OBJECTIVE - Extract from the listing below every line from the one containing "For every instance of the river" down to the one containing "x=385 y=385", including both of those lines, and copy them verbatim.

DATA IN THIS EXERCISE -
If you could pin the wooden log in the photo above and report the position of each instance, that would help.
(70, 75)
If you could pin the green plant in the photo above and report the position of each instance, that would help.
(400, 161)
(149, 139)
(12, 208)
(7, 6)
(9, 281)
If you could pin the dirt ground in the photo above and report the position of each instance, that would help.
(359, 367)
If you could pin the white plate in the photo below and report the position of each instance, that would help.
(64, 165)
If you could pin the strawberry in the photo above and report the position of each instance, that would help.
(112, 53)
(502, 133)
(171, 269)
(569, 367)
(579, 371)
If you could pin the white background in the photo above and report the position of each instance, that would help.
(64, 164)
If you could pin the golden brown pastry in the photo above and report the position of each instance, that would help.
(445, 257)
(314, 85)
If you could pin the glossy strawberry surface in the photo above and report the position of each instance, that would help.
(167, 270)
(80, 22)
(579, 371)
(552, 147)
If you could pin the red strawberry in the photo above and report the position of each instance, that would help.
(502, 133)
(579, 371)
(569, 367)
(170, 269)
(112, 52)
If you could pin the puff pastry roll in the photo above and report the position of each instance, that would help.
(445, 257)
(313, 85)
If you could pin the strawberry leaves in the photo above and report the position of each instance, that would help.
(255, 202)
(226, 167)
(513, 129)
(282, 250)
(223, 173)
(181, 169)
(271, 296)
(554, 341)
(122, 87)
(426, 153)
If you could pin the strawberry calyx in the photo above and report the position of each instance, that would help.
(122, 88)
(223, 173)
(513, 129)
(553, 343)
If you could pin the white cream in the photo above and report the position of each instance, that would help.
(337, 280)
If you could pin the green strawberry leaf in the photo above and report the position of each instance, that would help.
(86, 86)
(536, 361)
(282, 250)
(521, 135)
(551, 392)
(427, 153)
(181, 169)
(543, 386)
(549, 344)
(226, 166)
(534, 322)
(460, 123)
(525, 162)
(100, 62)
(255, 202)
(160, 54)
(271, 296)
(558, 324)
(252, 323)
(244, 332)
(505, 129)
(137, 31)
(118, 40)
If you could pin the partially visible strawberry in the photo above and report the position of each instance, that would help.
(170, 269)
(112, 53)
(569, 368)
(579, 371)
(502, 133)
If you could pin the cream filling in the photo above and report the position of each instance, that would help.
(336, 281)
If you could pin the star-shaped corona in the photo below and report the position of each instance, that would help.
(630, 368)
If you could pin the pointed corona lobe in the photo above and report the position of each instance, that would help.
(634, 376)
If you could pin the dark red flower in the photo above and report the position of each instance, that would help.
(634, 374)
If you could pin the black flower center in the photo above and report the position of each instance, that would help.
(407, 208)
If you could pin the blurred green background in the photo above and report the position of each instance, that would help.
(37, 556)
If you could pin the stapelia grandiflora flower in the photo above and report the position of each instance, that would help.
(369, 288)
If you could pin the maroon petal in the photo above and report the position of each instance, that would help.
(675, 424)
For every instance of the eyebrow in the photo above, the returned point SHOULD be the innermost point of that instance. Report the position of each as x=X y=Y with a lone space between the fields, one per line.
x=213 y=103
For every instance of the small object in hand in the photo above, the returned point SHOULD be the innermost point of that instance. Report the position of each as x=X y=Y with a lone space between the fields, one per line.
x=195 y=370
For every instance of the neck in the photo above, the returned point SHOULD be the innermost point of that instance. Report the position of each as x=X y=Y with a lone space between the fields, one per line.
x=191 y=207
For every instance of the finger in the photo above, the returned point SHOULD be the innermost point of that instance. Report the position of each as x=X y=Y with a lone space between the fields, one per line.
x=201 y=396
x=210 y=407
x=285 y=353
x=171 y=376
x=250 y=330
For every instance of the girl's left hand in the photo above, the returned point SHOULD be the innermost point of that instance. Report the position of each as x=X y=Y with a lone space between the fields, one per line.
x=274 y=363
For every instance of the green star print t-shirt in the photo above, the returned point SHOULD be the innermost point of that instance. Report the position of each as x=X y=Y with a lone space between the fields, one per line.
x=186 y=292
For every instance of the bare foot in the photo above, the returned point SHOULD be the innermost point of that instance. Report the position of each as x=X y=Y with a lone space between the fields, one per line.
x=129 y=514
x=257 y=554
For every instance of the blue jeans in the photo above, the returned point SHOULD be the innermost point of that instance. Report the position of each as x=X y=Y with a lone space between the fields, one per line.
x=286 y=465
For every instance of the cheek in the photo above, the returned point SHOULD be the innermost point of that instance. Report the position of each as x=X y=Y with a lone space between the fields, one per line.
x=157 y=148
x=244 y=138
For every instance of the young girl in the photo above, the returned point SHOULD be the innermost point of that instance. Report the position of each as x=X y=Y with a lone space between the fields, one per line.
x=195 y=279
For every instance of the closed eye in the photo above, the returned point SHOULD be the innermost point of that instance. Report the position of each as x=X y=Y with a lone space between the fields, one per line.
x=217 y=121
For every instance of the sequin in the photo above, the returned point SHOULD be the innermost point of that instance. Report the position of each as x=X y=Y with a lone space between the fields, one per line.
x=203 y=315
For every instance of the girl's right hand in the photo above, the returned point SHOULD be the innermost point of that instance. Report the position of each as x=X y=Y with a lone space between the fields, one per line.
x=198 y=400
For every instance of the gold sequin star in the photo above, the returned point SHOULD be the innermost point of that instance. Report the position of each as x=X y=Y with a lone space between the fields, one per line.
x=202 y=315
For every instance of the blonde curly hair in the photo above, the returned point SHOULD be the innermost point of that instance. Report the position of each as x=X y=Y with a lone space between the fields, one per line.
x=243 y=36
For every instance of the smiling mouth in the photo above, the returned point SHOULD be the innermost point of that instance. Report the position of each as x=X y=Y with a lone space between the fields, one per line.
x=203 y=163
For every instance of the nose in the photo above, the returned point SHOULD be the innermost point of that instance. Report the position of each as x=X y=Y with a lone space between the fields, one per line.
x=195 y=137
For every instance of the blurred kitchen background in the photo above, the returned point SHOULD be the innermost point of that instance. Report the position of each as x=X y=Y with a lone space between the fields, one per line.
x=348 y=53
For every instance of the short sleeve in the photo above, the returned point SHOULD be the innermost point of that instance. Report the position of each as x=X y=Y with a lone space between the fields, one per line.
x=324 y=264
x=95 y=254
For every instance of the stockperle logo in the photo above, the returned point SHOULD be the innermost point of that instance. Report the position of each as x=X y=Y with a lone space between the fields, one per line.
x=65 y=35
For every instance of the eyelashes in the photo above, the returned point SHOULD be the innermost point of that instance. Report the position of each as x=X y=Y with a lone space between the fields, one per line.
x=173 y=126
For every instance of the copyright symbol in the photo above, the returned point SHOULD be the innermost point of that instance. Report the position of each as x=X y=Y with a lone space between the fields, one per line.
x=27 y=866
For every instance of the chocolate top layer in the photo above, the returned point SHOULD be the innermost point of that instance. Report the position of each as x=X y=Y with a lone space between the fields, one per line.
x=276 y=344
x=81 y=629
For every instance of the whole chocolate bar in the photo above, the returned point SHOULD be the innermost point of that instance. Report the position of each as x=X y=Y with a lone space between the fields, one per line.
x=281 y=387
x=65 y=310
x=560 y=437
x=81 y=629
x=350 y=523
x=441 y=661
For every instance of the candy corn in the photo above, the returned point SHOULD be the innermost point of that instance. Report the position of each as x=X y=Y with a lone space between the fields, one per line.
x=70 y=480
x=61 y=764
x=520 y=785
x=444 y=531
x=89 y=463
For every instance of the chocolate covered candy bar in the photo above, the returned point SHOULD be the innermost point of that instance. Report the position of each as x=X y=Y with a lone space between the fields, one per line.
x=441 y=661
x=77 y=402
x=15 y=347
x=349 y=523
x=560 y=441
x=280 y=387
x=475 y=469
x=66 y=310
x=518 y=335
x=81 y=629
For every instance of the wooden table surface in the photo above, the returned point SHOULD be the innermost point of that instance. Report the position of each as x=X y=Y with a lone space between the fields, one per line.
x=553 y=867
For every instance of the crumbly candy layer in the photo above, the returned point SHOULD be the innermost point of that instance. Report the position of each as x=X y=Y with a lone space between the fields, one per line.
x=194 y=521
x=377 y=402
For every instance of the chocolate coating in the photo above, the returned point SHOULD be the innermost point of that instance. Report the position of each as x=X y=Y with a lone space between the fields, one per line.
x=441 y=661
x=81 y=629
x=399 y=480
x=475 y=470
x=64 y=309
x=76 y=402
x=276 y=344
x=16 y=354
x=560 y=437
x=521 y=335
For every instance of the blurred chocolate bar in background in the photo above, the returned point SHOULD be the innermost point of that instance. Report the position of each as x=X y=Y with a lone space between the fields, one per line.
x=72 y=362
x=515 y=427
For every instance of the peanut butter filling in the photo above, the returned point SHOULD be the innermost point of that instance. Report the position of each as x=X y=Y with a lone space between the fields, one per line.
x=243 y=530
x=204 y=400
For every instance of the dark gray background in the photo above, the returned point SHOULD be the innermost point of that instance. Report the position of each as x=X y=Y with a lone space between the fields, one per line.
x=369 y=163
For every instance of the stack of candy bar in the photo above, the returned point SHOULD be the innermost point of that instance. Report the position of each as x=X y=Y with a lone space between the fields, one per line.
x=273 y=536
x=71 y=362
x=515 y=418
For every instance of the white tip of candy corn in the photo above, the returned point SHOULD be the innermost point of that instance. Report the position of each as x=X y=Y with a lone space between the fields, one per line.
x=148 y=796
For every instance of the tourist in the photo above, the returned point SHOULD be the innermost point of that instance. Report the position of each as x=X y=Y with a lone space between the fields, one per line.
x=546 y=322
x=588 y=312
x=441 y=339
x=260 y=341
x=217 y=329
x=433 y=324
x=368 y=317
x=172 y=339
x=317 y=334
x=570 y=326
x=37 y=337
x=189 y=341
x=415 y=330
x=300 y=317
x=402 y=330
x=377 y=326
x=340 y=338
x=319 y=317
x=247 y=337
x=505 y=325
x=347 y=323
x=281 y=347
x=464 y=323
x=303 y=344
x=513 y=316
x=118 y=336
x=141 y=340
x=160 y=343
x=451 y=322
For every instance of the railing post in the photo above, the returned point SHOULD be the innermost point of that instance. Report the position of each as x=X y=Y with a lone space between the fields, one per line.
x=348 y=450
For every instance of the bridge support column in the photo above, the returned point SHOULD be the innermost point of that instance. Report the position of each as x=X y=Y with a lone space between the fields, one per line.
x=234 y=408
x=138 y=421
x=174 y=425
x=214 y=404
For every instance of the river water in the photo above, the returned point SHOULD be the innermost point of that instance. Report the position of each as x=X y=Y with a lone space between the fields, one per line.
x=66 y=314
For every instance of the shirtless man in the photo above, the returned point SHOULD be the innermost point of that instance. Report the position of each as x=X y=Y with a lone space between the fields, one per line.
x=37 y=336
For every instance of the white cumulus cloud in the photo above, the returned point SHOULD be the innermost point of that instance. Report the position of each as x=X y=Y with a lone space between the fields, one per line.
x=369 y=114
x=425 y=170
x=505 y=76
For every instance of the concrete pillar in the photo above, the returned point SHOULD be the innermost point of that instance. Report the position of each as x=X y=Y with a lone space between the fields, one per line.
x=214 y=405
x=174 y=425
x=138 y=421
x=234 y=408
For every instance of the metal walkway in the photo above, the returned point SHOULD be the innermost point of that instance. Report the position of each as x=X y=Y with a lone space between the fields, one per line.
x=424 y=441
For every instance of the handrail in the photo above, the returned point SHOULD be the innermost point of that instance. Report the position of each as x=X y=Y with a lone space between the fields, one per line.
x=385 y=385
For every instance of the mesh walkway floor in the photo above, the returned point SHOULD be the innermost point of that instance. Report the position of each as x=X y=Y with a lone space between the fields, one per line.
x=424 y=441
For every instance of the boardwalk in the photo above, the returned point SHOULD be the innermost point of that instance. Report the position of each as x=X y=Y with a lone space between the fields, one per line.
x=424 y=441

WORKED ANSWER -
For every instance of the river water in the photo above, the returned point SHOULD be the innermost point of that instance. Report the position of each as x=X y=Y with a lone space between the fields, one per line.
x=66 y=314
For every instance of the shirtless man in the photo above, the returned point SHOULD be the innermost point of that instance. Report the position of each as x=X y=Y with a lone space between the fields, one per line.
x=37 y=336
For every instance of the white cumulus cloud in the photo above, the returned point SHOULD be the innermost point of that instance. Report the position of each as x=X y=Y with a lone space between the fields, one per line.
x=369 y=114
x=425 y=170
x=505 y=76
For every instance of the concrete pillar in the photo above, the returned point SHOULD be the innermost point of that instance. Report the position of each as x=X y=Y with a lone space between the fields, one per line.
x=214 y=405
x=174 y=425
x=138 y=421
x=234 y=408
For every instance of the metal walkway in the photo above, the returned point SHOULD be the innermost point of that instance. Report the position of each as x=X y=Y with a lone space between the fields, one per line.
x=424 y=441
For every instance of the handrail in the photo above, the returned point SHOULD be the innermost point of that instance. Report the position of each as x=X y=Y with a lone space between the fields, one per line.
x=385 y=385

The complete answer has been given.